Return each of the rows below verbatim, with the pictures left out.
------------------------
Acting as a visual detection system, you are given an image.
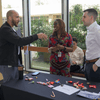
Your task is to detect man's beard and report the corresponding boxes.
[12,19,18,27]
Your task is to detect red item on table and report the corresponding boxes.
[68,81,73,83]
[89,85,96,88]
[50,82,54,85]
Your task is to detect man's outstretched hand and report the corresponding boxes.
[37,33,48,40]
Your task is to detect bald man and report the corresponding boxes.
[0,10,47,83]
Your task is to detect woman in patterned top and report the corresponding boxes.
[48,19,73,77]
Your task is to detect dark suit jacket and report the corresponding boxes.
[0,22,38,66]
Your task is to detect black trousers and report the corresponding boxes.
[70,65,80,72]
[0,86,4,100]
[85,62,100,82]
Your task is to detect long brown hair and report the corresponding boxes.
[52,19,66,37]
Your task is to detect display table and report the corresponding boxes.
[2,73,100,100]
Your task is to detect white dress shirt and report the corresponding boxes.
[86,21,100,67]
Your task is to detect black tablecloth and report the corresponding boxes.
[2,73,100,100]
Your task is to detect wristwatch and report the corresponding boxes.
[64,46,66,51]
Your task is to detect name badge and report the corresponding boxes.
[58,51,61,57]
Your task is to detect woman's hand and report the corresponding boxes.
[57,44,64,50]
[92,64,98,72]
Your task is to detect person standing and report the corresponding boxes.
[49,19,73,77]
[82,8,100,82]
[69,37,84,72]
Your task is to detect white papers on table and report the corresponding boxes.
[53,84,80,95]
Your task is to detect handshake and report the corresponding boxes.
[37,33,48,41]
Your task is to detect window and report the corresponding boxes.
[30,0,61,71]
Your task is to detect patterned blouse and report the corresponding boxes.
[49,33,73,62]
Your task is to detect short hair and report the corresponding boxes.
[52,19,66,36]
[6,10,14,19]
[73,37,77,43]
[83,8,98,21]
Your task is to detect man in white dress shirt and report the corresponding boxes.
[82,8,100,82]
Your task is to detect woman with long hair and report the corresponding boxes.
[48,19,73,77]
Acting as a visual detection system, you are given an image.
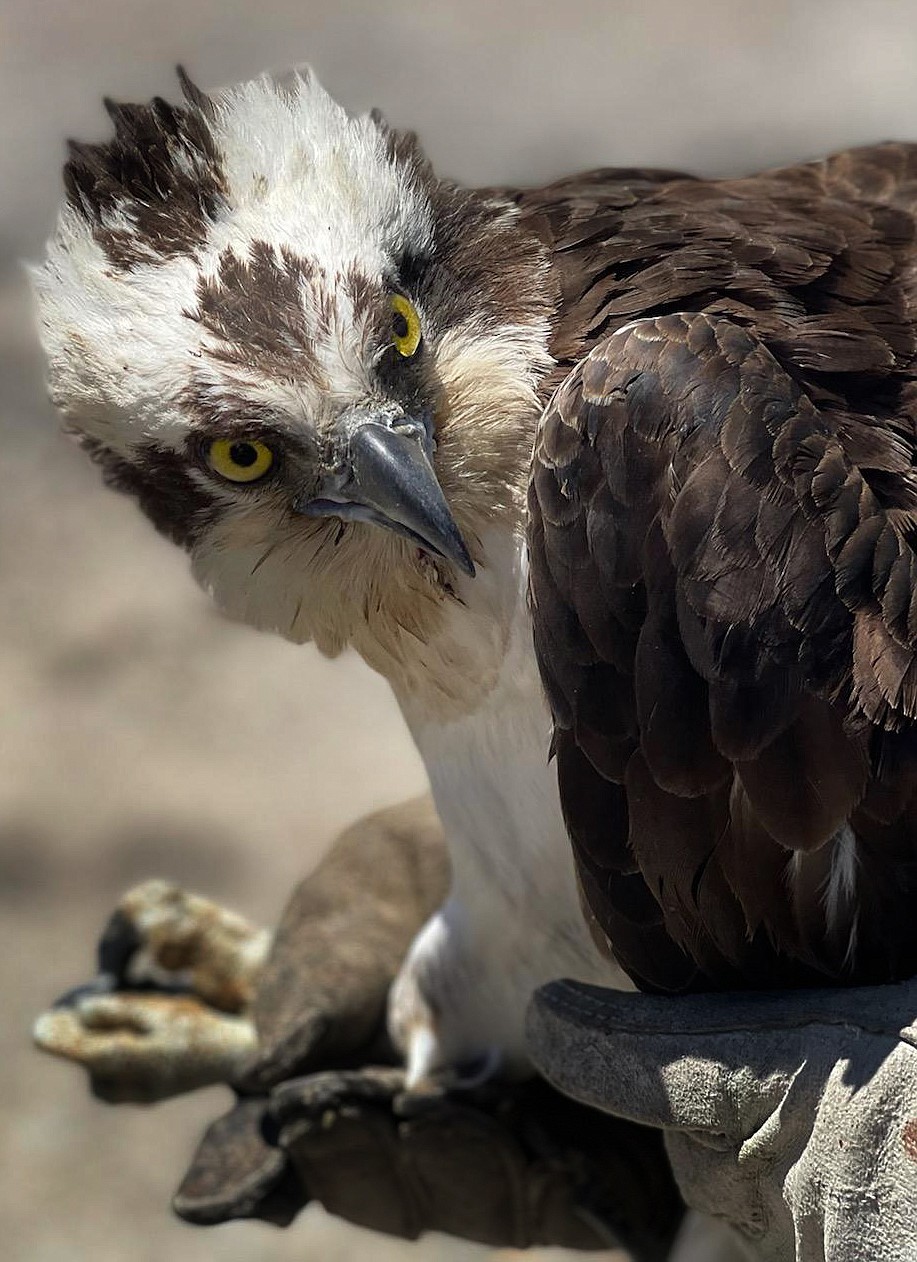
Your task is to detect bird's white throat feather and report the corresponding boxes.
[396,529,632,1061]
------------------------
▶ **TASK RESPONSE**
Acting as a visual detection system, you are given an image.
Your task is to detect man's beard and report the corresponding boxes.
[12,19,18,27]
Your task is to detect red item on table and report the corresponding boxes.
[68,81,73,83]
[89,85,96,88]
[50,82,54,85]
Your task is to detect man's outstretched hand and report the corresponding boxes.
[37,33,48,40]
Your task is to detect bald man and report the corresponding boxes.
[0,10,47,83]
Your task is to detect woman in patterned top and report the corresponding boxes.
[48,19,73,77]
Your task is to detect dark suit jacket and report the corresponding boxes.
[0,22,38,66]
Your task is to detect black trousers and report the corresponding boxes.
[70,65,80,72]
[0,86,4,100]
[85,62,100,82]
Your task is to detect long brown hair and report the corresponding boxes.
[52,19,66,37]
Your task is to detect display table and report the corresponding boxes.
[2,73,100,100]
Your task is to detect white dress shirt and report the corresponding boxes.
[86,21,100,67]
Your task is to detect black tablecloth and report the corresponding boxes.
[2,73,100,100]
Your task is to detect wristwatch and report the corresponding boxes.
[64,46,66,51]
Your task is to detect name badge and report the corresponding boxes.
[58,51,61,57]
Your task is to detect woman's hand and report the corresponding boxes.
[57,44,64,50]
[92,64,98,72]
Your task is to detect person standing and report the corresponding boxes.
[49,19,73,77]
[82,8,100,82]
[69,37,84,72]
Your task is to detect white papers on table and report the corresponding boxes.
[53,84,80,95]
Your task is to detect handshake and report the corresponding boxes.
[37,33,48,41]
Your task is to detect window and report the corresponding boxes.
[30,0,61,71]
Your task is to detect patterned blouse and report the corresponding boxes.
[49,33,73,62]
Your task is to detect short hair and report the corresponding boxes.
[52,19,66,36]
[6,10,14,19]
[73,37,77,43]
[83,8,98,21]
Your task is to detect man in white dress shirt and report the corresponding boxes.
[82,8,100,82]
Your task is to detect woman with long hair and report the corresponding boxes.
[48,19,73,77]
Acting as a visual detection system, you are given an image.
Your task is to detect bird's white throat feather and report the corresponding boxes.
[396,529,632,1061]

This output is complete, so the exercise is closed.